--- Data for this exercise Enclosed Below ---

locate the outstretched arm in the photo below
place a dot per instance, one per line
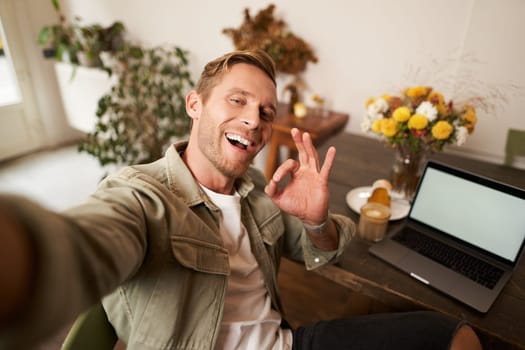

--- End of Enclosed Data for this exercise ---
--- Data for this exercise Enclosed Below ---

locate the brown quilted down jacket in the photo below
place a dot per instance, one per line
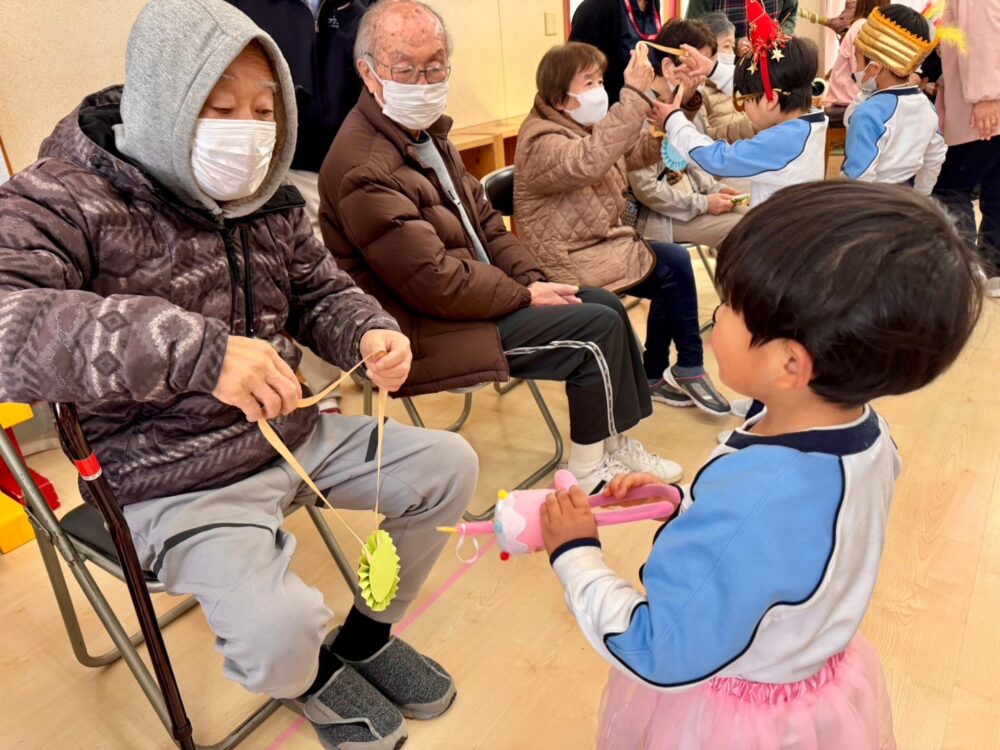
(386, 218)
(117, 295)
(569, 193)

--- End of Enclosed Data for this exercise ---

- **About this task**:
Find the lines that mention "locate" in the entries and show them.

- **Result**:
locate the outstretched arm in the photo below
locate the brown quilted down jacket in the photo below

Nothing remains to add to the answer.